**What this task involves**
Answer from the figure caption below:
(a) What does panel A compare?
(b) Which tests determined significance?
(c) What does SAH stand for?

**Text excerpt**
[Start of section]

Figure 2. Time- and severity-dependent changes in blood glutamate levels in patients with stroke. (A) Comparison of blood glutamate levels with different causes of stroke. (B–D) Comparison of blood glutamate levels with different severities of stroke. *p < 0.05, **p < 0.01, and ***p < 0.001 compared with the control group; #p < 0.05, ##p < 0.01, and ###p < 0.001 compared between the two groups. Data are expressed as the means (SE), and the significance was determined by ANOVA followed by Bonferroni post hoc tests or Kruskal–Wallis H tests. Abbreviations: AIS, acute ischemic stroke; ICH, intracerebral hemorrhage; NIHSS, National Institutes of Health Stroke Scale; SAH, spontaneous subarachnoid hemorrhage.

[End of section]

**Supplied material**

[Start of section]

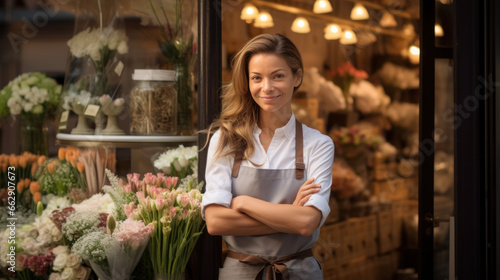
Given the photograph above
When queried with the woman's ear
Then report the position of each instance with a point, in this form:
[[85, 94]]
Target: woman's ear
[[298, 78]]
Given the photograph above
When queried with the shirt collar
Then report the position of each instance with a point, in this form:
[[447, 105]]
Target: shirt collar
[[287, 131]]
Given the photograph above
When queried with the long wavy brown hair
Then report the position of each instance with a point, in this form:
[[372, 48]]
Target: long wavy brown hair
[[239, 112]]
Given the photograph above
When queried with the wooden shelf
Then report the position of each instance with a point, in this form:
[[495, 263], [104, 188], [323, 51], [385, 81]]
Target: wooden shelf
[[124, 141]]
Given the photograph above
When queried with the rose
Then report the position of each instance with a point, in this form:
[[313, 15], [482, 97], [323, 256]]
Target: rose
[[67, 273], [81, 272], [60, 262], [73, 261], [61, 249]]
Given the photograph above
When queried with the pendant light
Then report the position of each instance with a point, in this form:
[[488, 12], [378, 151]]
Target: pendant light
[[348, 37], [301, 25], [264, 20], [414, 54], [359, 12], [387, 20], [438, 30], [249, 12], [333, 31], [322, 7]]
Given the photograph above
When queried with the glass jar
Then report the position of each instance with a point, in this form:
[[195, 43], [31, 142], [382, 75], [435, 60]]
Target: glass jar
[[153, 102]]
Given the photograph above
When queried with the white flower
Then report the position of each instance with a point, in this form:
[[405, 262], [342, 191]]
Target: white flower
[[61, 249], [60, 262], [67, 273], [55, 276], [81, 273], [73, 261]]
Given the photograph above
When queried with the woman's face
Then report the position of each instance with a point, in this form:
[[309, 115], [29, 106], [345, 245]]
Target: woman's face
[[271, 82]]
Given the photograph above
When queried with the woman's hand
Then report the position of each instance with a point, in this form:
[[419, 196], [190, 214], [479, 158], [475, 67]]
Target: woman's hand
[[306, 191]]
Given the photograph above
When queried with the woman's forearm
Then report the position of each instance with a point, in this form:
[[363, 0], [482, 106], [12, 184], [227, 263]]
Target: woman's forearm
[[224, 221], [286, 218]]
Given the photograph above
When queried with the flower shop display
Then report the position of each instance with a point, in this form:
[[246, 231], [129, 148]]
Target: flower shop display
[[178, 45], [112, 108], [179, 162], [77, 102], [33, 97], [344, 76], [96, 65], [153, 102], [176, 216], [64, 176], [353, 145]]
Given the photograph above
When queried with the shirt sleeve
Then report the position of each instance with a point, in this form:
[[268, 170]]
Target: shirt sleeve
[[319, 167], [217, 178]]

[End of section]
[Start of section]

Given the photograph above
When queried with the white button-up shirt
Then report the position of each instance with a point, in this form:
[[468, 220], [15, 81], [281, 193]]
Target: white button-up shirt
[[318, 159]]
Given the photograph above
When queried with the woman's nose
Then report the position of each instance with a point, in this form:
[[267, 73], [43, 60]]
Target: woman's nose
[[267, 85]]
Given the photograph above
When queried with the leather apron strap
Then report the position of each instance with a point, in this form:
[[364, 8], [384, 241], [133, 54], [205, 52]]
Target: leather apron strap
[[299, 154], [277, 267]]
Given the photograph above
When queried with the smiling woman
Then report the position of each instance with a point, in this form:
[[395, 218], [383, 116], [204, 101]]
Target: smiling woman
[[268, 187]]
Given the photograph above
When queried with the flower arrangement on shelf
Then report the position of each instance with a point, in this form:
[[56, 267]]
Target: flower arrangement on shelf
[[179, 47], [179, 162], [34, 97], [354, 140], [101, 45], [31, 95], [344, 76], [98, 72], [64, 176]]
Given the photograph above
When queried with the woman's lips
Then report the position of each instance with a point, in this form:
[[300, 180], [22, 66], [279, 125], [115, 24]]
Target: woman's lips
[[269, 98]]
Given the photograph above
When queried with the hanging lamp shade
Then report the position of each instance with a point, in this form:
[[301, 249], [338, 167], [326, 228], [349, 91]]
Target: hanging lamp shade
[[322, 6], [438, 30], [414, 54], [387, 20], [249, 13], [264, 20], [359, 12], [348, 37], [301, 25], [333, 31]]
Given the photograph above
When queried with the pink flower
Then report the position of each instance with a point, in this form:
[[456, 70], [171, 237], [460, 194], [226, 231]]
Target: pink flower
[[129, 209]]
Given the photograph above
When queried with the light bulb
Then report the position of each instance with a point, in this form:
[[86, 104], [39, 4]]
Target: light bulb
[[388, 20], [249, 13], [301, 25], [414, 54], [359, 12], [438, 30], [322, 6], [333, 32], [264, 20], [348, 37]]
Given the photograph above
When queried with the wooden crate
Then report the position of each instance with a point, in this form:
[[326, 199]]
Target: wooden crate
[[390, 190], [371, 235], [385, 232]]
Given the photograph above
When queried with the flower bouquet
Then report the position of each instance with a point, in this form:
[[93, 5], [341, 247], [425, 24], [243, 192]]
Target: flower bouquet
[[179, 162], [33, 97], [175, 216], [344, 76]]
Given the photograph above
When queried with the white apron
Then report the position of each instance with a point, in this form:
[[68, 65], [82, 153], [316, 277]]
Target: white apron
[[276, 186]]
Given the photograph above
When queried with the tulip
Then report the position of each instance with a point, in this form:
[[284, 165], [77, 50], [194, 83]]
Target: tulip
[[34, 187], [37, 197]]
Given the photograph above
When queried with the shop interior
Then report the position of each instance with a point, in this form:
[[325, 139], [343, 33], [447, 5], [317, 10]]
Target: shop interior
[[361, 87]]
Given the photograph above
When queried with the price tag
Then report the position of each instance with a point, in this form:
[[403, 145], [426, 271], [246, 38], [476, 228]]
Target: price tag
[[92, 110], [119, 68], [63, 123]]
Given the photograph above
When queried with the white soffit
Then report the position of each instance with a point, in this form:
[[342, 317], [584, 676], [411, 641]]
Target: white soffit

[End of section]

**Answer to this task**
(a) Blood glutamate levels across different causes of stroke.
(b) ANOVA followed by Bonferroni post hoc tests, or Kruskal–Wallis H tests.
(c) Spontaneous subarachnoid hemorrhage.